Hey Henrique,

That is exactly what I wanted to know. Thanks !

--
Aditya Sarawgi


On Wed, Nov 20, 2013 at 3:19 PM, Henrique Mendonça <[email protected]>wrote:

> Hi Aditya,
>
> That's how the cpp lib works with optionals. You either need to use the
> setter or do __isset.msgs = true yourself.
> Unfortunately this is not in the tutorial yet...
> I hope it helped.
>
> Best,
> Henrique
>
>
> On 20 November 2013 23:08, Aditya Sarawgi <[email protected]
> >wrote:
>
> > The language is cpp.
> >
> >
> > On Wed, Nov 20, 2013 at 12:53 AM, Aditya Sarawgi <
> > [email protected]
> > > wrote:
> >
> > > Hi Everyone,
> > >
> > > I have some questions about the way I am using thrift optional types or
> > > rather I am not sure if this is the right way to use it. The thrift
> file
> > > looks something like this
> > >
> > > namespace something
> > >
> > > struct Response {
> > >  1: Status status,
> > >  2: optional list<string> msgs
> > >
> > > }
> > >
> > > service Something {
> > >   Respone getMessages(1: i16 id)

-.-.-

Your goal: Can you write the next part of the email thread about Thrift optional fields, picking up right after its last line? The records after this point are separate material, unconnected to the email thread about Thrift optional fields.

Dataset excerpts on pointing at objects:
-.-.-

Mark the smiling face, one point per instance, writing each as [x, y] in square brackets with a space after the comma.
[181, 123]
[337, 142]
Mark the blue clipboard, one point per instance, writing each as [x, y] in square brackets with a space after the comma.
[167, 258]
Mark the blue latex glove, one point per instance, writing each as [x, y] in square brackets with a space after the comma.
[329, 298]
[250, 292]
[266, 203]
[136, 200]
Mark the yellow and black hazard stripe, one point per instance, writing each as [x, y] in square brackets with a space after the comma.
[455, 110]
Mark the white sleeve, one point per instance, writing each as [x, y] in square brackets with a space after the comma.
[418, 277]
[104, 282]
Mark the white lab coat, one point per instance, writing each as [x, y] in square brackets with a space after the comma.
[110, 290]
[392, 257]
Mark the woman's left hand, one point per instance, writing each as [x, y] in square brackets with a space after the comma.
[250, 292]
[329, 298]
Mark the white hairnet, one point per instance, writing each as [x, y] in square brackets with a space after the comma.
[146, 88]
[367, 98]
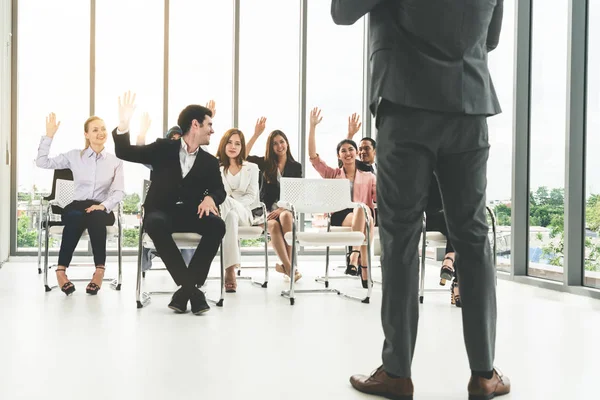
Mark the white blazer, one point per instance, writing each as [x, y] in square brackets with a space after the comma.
[248, 192]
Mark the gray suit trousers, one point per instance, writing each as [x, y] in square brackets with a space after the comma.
[412, 144]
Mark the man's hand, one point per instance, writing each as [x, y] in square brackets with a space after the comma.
[206, 207]
[98, 207]
[260, 126]
[51, 125]
[315, 117]
[211, 105]
[144, 127]
[354, 125]
[126, 109]
[275, 214]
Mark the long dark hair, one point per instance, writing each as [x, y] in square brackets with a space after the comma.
[222, 154]
[271, 159]
[359, 164]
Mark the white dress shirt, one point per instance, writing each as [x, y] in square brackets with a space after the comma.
[186, 159]
[97, 176]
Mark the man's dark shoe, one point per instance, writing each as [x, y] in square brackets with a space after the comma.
[380, 383]
[198, 302]
[485, 389]
[179, 301]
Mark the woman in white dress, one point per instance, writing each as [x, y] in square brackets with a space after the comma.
[240, 179]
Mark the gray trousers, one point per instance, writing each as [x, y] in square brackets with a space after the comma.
[412, 144]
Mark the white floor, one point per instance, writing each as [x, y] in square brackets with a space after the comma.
[259, 347]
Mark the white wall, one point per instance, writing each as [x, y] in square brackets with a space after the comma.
[5, 125]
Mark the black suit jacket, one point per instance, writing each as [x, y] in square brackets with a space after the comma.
[168, 186]
[429, 54]
[269, 192]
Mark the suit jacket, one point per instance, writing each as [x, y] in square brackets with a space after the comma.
[429, 54]
[247, 192]
[365, 190]
[168, 186]
[269, 192]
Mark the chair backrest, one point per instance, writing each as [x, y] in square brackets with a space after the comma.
[65, 190]
[65, 174]
[145, 189]
[316, 195]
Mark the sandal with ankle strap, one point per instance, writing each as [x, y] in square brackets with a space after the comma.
[92, 288]
[68, 288]
[351, 270]
[447, 271]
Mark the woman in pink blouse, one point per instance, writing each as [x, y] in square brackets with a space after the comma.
[363, 188]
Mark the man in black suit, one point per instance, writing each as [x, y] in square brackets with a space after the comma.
[185, 193]
[431, 93]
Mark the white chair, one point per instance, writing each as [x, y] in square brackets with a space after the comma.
[321, 196]
[434, 239]
[65, 190]
[182, 240]
[256, 232]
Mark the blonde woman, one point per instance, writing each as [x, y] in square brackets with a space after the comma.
[240, 179]
[98, 178]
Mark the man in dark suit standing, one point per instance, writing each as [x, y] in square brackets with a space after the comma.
[431, 93]
[185, 193]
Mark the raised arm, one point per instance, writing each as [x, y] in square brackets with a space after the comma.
[495, 26]
[347, 12]
[123, 148]
[117, 189]
[43, 161]
[354, 125]
[144, 127]
[259, 128]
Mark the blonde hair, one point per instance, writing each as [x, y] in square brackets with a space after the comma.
[86, 127]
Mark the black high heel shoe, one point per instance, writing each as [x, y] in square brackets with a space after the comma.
[455, 297]
[365, 282]
[351, 269]
[68, 288]
[447, 272]
[92, 288]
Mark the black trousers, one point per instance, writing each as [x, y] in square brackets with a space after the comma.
[76, 220]
[412, 144]
[160, 225]
[436, 222]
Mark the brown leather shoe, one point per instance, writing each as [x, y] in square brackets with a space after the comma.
[379, 383]
[485, 389]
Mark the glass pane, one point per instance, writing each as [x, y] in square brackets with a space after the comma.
[203, 72]
[592, 242]
[53, 76]
[548, 118]
[336, 88]
[499, 177]
[129, 56]
[269, 69]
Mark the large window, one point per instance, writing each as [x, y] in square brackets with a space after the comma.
[129, 56]
[592, 226]
[270, 69]
[547, 154]
[334, 79]
[499, 174]
[201, 61]
[53, 76]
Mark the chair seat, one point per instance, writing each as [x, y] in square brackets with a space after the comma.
[250, 232]
[327, 238]
[182, 240]
[56, 232]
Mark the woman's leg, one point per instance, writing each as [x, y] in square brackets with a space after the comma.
[231, 251]
[286, 222]
[96, 223]
[72, 231]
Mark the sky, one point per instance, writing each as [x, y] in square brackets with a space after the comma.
[54, 72]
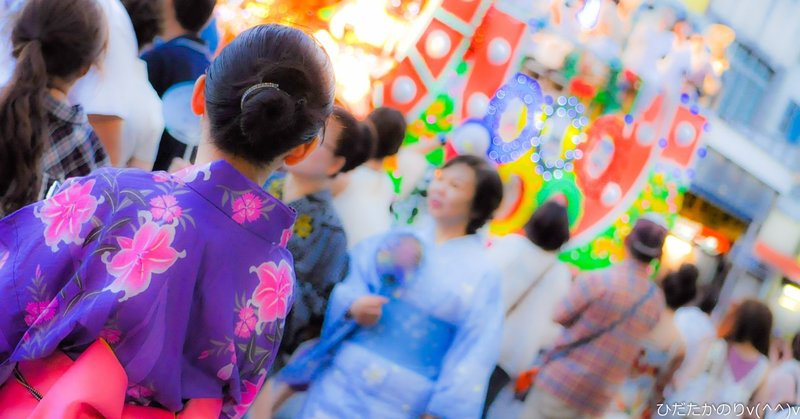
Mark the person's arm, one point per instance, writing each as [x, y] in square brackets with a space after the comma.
[460, 390]
[38, 255]
[580, 296]
[109, 129]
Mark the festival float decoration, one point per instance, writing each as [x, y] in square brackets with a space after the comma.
[576, 126]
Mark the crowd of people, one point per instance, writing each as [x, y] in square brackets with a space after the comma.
[268, 272]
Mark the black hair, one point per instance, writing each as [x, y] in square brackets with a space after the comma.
[354, 143]
[390, 129]
[645, 241]
[680, 287]
[53, 40]
[796, 347]
[193, 15]
[147, 17]
[289, 83]
[488, 190]
[708, 300]
[548, 228]
[752, 324]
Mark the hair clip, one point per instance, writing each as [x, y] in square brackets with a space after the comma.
[256, 88]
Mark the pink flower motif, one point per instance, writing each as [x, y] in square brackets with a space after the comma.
[285, 236]
[161, 177]
[165, 207]
[246, 208]
[148, 253]
[65, 213]
[274, 289]
[139, 392]
[249, 393]
[40, 312]
[246, 324]
[111, 335]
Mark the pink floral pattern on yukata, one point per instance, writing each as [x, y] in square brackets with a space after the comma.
[148, 252]
[274, 289]
[246, 208]
[165, 207]
[111, 335]
[249, 393]
[65, 213]
[40, 312]
[247, 323]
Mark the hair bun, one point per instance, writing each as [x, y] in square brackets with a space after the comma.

-.-.-

Response to this exercise:
> > > }
> > >
> > > Now first of all I am confused by the following
> > >
> > > 1) Should optional be ever used in a response
> > > 2) If doesn't return the msgs until I do a
> > > _return.__set_msgs(vector_of_msgs) which looks hacky to me.
> > >
> > > Any guidance on this is much appreciated, the documentation is really
> > > sparse.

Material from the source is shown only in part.